Exercise goal: Once the line containing "Where can you see the coat" is found, return it and every line that follows, up to and including the final line of the material, exactly as written.

Supplied records:
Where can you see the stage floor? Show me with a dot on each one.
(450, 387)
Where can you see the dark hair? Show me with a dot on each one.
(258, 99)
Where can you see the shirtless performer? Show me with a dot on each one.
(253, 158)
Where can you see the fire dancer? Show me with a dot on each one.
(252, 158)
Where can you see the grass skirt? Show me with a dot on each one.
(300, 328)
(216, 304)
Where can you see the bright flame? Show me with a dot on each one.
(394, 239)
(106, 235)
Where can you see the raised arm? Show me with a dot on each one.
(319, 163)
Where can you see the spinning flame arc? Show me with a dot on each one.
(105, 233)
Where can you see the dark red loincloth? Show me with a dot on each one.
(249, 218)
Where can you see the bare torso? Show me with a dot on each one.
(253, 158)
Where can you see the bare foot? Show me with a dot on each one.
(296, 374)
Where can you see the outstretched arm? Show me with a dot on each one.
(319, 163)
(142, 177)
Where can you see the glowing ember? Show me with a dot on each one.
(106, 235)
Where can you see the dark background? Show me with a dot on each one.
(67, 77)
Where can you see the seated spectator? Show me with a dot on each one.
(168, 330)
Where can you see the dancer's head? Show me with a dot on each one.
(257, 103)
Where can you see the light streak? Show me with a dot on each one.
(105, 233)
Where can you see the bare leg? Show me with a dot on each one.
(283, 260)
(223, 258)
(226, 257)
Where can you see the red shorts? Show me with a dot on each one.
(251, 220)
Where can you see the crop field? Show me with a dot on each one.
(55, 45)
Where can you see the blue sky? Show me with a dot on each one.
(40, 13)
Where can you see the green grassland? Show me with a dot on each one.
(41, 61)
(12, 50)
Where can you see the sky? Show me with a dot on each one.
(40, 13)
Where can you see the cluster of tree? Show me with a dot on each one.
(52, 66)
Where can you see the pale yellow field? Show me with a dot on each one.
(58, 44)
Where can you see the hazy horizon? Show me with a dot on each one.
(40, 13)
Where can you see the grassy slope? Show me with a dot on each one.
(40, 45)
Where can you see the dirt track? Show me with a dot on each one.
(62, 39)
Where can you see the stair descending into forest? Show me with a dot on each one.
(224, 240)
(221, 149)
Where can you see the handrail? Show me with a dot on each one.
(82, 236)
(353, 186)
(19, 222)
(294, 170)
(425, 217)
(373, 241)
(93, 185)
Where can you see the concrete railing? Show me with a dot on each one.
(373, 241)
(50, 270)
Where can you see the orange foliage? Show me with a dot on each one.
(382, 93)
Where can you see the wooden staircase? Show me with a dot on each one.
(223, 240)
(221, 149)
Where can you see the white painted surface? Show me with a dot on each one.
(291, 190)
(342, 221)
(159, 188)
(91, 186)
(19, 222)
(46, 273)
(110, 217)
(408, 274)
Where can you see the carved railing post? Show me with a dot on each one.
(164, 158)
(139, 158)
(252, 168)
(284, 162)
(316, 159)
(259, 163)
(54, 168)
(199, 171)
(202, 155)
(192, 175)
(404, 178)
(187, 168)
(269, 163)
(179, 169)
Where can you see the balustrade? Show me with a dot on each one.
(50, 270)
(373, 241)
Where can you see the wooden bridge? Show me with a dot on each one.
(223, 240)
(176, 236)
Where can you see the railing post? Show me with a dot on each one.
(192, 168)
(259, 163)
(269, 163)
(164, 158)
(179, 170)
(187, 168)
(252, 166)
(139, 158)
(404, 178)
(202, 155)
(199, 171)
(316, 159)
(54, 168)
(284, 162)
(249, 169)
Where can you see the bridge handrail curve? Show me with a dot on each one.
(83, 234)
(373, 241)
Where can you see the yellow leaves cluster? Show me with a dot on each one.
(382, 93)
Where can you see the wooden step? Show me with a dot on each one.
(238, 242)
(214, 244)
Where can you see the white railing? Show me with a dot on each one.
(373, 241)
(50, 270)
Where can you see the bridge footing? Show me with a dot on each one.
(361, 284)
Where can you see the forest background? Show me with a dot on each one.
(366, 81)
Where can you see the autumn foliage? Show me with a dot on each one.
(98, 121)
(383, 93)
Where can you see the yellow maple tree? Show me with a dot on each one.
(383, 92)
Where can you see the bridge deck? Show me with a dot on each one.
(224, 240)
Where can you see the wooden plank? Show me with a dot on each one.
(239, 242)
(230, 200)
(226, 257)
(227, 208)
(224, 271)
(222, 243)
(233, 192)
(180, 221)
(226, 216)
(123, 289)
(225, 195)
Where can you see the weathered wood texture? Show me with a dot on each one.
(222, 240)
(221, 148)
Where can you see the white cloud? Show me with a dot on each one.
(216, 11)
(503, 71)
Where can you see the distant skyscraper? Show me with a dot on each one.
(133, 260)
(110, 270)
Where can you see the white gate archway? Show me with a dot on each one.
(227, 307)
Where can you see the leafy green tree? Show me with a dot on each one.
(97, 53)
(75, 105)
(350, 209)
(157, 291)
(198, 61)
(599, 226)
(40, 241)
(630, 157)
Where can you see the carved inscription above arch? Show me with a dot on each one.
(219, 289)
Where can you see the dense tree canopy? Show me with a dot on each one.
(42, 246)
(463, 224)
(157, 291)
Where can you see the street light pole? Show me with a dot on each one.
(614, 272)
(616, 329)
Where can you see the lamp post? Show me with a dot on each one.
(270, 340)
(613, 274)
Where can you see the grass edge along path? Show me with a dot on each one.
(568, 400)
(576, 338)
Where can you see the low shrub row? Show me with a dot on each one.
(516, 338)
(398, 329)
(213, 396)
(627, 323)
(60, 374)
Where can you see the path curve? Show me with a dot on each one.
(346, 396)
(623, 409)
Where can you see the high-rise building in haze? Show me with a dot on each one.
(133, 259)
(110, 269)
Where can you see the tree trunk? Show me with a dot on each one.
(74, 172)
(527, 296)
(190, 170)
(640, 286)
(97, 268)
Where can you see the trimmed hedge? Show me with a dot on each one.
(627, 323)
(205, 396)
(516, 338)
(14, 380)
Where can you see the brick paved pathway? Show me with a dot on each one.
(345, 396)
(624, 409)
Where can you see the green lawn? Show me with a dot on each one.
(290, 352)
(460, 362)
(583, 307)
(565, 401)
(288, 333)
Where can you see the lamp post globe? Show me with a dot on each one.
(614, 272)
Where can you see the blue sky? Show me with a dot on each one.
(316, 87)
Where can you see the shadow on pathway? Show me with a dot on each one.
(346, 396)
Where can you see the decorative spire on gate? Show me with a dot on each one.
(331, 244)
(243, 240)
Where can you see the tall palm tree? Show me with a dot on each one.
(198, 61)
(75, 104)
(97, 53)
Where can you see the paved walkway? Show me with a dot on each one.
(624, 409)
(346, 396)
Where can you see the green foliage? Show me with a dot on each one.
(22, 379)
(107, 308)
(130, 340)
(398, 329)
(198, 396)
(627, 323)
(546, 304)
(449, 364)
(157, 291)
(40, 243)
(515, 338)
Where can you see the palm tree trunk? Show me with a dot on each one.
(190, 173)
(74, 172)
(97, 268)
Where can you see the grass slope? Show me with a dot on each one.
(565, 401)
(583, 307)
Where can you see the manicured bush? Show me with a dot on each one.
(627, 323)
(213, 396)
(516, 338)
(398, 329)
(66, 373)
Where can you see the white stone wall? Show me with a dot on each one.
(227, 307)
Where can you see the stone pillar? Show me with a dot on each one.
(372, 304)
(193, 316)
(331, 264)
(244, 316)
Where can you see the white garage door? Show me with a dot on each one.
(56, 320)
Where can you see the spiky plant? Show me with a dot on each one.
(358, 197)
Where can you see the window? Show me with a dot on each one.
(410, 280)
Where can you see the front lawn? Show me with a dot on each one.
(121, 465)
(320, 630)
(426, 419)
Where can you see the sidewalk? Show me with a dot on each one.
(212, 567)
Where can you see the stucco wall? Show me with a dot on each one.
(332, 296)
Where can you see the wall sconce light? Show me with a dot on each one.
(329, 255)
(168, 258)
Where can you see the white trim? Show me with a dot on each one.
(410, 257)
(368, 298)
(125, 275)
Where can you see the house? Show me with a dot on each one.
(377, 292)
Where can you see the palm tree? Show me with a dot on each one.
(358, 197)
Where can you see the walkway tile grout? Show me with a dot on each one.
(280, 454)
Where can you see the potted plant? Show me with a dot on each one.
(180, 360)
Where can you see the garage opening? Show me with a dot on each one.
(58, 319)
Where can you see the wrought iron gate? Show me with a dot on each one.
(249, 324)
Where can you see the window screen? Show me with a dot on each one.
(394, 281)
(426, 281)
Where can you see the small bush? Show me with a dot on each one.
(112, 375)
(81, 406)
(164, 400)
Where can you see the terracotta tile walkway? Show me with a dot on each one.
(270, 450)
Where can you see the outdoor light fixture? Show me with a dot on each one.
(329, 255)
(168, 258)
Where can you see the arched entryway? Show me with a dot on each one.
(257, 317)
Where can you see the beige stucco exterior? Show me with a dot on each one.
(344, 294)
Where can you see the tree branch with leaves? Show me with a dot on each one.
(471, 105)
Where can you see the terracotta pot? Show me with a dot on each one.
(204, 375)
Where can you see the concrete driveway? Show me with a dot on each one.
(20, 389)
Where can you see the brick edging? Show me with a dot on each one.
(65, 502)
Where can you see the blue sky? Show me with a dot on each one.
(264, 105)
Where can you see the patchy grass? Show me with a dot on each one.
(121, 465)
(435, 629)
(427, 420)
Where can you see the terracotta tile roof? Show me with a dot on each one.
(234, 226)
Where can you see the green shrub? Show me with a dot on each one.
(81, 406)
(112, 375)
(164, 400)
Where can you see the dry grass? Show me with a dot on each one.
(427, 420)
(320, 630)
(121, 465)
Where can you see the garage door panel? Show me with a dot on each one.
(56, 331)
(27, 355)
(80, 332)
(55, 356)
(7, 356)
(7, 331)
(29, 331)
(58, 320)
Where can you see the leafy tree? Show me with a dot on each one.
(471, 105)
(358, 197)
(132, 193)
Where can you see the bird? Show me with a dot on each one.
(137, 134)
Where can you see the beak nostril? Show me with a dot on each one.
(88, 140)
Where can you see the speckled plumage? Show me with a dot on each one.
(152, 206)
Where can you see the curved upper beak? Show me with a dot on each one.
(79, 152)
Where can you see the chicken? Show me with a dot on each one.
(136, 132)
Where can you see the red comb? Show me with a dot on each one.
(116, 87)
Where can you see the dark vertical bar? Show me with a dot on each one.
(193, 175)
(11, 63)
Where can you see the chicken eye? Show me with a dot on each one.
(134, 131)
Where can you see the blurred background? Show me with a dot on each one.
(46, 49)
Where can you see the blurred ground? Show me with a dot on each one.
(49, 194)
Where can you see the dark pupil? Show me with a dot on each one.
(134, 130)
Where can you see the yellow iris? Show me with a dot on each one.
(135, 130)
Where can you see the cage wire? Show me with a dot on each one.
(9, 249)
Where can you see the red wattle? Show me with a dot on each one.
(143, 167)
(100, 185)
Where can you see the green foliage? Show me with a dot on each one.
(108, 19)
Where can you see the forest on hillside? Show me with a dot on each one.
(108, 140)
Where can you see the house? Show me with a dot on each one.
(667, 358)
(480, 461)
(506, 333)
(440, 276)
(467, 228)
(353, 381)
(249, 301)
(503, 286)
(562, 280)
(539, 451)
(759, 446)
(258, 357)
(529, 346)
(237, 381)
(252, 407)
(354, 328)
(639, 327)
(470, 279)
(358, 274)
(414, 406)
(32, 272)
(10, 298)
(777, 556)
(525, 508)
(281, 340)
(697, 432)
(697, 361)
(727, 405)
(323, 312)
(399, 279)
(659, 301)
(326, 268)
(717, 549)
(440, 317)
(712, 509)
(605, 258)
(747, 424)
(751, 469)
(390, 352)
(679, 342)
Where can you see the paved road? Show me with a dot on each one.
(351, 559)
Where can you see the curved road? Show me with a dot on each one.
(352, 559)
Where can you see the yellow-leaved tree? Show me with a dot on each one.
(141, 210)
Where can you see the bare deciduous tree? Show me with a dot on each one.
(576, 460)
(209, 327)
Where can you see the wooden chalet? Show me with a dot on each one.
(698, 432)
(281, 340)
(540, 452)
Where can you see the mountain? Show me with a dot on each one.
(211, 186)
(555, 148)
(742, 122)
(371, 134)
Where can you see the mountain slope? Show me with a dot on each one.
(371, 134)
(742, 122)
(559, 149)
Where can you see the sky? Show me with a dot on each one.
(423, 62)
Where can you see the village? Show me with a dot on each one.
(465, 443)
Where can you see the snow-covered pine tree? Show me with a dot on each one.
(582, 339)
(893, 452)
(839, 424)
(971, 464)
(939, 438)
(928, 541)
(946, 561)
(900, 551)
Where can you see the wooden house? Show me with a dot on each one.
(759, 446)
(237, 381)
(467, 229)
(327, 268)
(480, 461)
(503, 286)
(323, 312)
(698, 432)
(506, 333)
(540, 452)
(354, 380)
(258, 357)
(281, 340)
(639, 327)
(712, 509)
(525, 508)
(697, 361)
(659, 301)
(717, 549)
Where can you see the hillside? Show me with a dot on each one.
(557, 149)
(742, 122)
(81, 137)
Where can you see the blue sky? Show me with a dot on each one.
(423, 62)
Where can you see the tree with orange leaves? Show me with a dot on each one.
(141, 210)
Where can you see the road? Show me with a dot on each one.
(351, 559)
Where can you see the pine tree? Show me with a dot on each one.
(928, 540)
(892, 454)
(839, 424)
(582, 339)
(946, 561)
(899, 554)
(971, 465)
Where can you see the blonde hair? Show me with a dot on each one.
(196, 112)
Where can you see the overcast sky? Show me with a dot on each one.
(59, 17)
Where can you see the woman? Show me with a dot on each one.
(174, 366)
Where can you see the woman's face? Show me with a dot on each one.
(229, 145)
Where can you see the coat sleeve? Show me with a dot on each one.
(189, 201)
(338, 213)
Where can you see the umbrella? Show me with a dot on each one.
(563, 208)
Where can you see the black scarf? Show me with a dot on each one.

Solution to this exercise:
Where can you see the coat sleeve? Show me with a dot on each one.
(189, 201)
(338, 213)
Where can you see the umbrella? Show me with a dot on each one.
(563, 208)
Where can you see the black scarf? Show me with a dot on each one.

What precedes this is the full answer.